## [Task prompt]
Find every line in the listing below that contains the string "gingham", and copy each of those lines. Case counts.

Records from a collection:
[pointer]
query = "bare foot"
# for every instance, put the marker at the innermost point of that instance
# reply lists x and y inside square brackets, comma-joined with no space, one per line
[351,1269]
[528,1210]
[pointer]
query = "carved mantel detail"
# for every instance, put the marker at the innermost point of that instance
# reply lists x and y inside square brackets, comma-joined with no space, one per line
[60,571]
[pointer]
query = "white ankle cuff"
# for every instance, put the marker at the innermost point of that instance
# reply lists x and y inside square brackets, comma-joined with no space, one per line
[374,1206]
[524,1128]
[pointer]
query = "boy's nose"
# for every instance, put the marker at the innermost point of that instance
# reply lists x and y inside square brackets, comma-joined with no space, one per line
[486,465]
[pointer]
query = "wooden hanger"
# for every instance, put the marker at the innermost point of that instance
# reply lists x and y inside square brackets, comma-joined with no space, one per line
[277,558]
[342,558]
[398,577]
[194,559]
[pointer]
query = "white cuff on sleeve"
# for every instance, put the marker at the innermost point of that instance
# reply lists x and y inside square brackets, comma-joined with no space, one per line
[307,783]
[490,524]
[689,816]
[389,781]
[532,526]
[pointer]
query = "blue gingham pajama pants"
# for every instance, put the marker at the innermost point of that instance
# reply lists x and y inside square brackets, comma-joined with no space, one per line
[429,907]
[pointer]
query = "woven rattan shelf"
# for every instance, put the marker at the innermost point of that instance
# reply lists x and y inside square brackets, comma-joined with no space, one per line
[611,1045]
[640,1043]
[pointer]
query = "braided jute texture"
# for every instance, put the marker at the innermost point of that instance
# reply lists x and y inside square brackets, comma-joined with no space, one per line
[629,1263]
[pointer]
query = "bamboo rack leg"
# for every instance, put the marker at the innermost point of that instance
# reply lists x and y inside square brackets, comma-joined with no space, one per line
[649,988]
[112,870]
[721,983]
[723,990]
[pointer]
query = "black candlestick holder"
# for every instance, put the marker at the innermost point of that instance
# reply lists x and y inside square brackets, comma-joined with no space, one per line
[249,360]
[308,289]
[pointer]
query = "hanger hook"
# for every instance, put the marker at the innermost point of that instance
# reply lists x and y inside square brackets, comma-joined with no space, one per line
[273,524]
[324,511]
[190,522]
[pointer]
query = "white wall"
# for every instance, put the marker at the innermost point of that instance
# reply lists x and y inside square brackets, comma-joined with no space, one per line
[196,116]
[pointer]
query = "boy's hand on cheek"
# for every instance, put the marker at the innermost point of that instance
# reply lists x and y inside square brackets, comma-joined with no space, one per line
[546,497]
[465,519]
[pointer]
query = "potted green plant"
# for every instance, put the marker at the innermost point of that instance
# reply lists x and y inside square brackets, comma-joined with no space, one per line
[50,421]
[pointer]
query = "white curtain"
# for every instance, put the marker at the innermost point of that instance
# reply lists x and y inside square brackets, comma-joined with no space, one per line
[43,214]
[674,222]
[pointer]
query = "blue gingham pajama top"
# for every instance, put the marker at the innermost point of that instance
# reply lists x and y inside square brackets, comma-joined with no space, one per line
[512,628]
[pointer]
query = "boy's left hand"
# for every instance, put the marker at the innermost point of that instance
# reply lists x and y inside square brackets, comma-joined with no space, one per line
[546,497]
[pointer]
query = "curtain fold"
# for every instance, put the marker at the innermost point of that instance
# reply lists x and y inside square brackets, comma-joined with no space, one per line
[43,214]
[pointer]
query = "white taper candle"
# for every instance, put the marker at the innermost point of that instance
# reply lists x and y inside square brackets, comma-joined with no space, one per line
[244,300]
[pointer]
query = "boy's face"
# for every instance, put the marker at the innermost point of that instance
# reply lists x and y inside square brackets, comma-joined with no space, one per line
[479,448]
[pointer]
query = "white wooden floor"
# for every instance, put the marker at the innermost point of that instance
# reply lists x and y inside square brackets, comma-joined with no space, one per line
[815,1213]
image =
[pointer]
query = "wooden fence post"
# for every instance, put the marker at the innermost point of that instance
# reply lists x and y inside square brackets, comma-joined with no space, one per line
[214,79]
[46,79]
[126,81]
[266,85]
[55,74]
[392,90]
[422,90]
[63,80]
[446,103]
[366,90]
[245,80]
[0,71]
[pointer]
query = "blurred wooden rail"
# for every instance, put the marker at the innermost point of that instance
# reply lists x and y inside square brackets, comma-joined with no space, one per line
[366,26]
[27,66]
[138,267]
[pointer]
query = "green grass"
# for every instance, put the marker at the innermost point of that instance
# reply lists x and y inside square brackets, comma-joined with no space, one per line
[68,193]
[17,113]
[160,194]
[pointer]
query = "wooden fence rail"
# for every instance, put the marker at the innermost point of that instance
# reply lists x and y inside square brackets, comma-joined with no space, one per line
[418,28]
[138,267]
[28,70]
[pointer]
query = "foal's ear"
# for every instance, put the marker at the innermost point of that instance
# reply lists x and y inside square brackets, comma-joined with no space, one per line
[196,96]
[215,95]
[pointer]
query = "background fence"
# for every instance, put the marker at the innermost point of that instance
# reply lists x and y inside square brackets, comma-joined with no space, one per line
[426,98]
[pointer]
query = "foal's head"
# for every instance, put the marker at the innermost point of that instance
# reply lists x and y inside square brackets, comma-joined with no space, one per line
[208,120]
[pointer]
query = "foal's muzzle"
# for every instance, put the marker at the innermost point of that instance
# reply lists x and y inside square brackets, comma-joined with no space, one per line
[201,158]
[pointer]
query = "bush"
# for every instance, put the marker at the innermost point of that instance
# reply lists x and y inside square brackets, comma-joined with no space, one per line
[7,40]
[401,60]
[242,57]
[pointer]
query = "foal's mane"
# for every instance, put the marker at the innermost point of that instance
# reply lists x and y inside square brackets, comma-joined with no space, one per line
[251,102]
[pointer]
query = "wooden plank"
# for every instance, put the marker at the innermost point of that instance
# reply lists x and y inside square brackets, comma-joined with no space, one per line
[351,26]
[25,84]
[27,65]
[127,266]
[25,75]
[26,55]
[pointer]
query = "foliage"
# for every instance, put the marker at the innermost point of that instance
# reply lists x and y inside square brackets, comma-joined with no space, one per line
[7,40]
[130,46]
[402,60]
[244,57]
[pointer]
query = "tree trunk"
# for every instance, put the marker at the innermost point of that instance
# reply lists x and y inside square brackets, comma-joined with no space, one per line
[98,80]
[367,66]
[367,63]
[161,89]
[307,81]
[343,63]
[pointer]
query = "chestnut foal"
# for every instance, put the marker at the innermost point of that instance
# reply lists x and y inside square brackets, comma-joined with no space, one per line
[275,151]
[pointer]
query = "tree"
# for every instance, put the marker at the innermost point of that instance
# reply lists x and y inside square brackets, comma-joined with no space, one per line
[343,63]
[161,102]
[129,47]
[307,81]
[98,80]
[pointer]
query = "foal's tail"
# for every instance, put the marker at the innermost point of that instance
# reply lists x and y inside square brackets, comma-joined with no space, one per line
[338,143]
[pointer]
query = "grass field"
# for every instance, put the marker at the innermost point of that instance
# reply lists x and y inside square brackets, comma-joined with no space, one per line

## [Output of the exercise]
query = "blue gingham pajama pants"
query = "blue gingham pajama top"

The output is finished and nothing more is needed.